Starting with the line that contains "of the cluster", reproduce each line through the end of the listing below, with no other output.

____ Material provided

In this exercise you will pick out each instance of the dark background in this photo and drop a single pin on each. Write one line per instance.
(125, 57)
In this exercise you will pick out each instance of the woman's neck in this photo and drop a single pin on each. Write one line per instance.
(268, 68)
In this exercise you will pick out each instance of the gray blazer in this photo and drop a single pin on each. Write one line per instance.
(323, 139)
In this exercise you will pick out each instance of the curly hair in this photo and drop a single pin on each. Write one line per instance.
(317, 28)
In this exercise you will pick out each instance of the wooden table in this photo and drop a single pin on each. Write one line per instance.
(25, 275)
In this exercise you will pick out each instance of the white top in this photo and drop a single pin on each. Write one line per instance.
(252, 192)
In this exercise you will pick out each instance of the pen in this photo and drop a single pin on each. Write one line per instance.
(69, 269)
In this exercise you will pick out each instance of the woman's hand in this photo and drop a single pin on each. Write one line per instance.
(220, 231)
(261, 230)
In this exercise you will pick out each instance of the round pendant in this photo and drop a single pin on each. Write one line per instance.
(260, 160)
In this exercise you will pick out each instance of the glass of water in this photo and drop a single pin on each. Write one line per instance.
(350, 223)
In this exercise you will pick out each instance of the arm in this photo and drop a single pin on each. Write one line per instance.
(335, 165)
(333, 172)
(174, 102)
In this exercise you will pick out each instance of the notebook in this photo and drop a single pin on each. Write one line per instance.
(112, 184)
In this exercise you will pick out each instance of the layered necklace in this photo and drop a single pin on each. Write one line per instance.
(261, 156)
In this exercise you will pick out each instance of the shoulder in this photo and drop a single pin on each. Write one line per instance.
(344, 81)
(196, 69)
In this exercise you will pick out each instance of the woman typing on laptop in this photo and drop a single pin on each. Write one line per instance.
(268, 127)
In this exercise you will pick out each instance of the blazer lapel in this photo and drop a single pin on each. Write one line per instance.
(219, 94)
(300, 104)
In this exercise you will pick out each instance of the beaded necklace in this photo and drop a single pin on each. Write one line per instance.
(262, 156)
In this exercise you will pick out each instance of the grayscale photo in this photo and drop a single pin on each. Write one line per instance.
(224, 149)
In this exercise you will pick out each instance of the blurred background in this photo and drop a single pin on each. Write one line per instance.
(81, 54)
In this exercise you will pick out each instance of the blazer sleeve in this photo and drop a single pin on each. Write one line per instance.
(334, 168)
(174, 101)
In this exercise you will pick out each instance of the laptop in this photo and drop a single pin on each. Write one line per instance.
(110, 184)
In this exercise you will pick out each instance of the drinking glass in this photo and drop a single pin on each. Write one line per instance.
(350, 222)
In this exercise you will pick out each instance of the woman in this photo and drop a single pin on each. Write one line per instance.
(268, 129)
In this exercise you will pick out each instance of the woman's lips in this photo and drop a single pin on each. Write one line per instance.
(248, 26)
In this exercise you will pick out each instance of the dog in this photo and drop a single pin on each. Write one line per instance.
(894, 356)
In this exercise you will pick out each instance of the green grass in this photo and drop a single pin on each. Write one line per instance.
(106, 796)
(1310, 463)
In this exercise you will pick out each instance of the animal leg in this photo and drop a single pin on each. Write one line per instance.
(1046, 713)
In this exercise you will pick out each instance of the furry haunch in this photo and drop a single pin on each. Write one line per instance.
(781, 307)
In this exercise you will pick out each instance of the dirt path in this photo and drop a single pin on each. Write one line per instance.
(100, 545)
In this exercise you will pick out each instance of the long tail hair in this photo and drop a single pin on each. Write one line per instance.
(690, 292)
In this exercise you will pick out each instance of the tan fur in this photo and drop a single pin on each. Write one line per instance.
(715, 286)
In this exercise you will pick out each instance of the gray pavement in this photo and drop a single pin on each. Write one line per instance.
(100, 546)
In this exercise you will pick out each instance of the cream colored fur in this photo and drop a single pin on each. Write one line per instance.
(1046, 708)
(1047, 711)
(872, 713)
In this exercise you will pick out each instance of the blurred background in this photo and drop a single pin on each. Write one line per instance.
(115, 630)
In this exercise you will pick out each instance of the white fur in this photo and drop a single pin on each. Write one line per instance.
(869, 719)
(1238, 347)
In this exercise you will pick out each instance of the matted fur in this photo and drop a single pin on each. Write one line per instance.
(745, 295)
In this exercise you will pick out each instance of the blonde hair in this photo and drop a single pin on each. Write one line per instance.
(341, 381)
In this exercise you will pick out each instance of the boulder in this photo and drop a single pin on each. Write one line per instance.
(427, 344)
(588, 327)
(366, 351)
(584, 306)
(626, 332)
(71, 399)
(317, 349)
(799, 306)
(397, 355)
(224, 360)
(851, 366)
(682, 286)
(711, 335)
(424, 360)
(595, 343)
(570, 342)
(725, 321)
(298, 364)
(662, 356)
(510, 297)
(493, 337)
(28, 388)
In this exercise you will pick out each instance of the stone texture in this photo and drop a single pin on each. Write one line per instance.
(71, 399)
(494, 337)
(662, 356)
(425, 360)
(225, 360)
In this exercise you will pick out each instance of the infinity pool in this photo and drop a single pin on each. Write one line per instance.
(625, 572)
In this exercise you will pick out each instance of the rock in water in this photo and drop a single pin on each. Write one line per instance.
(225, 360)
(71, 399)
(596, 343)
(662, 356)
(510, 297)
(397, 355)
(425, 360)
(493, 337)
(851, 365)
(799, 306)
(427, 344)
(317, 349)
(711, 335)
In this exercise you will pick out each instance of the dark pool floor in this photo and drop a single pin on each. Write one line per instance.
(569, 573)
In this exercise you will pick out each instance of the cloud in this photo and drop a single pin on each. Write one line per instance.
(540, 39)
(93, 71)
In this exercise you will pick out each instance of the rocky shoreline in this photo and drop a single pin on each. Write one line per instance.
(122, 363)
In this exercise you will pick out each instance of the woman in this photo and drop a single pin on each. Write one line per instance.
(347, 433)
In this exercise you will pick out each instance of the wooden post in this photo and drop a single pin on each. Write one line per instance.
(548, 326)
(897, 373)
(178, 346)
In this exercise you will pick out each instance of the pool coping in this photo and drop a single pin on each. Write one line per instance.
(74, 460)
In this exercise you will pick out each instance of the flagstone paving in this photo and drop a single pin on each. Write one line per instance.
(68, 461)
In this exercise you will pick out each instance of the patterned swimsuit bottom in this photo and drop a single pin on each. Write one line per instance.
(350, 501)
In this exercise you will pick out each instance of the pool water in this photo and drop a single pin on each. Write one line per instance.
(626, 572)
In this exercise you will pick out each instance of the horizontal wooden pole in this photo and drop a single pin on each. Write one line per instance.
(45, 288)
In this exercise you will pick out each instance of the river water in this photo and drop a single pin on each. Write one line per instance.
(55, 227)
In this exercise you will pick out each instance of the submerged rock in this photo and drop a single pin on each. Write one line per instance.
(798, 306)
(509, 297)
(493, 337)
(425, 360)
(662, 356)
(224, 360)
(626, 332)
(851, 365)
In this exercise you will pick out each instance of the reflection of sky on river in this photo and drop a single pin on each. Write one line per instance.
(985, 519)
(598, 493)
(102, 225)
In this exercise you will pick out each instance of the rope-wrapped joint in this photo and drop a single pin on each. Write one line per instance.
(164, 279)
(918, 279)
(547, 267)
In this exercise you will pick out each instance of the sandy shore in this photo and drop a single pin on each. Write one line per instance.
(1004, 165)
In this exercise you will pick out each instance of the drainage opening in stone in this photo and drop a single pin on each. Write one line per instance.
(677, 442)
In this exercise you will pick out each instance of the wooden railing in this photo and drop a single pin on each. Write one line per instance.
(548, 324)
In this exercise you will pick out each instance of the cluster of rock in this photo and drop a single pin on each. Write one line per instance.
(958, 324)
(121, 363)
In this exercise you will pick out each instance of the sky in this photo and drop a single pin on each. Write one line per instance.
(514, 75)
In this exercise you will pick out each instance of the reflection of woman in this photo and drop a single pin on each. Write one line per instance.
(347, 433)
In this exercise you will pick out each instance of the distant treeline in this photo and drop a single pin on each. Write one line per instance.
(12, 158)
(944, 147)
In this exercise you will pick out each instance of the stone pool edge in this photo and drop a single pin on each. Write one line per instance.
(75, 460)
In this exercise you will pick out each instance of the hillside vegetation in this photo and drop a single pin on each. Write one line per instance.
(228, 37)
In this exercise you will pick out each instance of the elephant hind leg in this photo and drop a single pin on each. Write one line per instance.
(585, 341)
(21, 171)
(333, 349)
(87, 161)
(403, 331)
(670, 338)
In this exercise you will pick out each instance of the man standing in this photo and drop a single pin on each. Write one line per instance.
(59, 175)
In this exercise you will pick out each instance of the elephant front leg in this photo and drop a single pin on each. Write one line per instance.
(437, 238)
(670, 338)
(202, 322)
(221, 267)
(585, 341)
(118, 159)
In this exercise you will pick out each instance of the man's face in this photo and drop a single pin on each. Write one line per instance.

________

*Response*
In this exercise you will pick out each instance of the cluster of rock in this photo and drop a single pin on each. Write one line per instance.
(958, 324)
(121, 363)
In this exercise you will pick out each instance of the sky in this photo and drop a single pin on each. Write one line per instance.
(514, 75)
In this exercise you will pick out each instance of the reflection of woman in this photo and drop a single pin on each. Write one line per instance.
(347, 433)
In this exercise you will pick out each instance of the distant treeline in this photo and drop a single pin on each. Write one line per instance.
(12, 158)
(944, 147)
In this exercise you will pick out each instance of the stone pool edge in this photo and drop a single pin on each. Write one line per instance.
(75, 460)
In this exercise you will pick out each instance of the hillside vegetation in this photo and drop a single pin on each. Write one line per instance.
(228, 37)
In this exercise you will pick out each instance of the elephant hind leg in this photo and drop a single pin on each. Write one line per instance.
(585, 341)
(21, 171)
(333, 349)
(87, 161)
(403, 331)
(670, 338)
In this exercise you will pick out each instance of the man standing in this photo and drop a single pin on each. Write one line per instance.
(59, 175)
In this exercise you will pick out each instance of the elephant front leg in this photo and drop a single pin on each. Write one line per instance.
(437, 238)
(670, 338)
(202, 322)
(221, 267)
(585, 341)
(118, 159)
In this exercise you will pick out each instance of the man's face in this photo and drop a single pin on each. Write one line per instance.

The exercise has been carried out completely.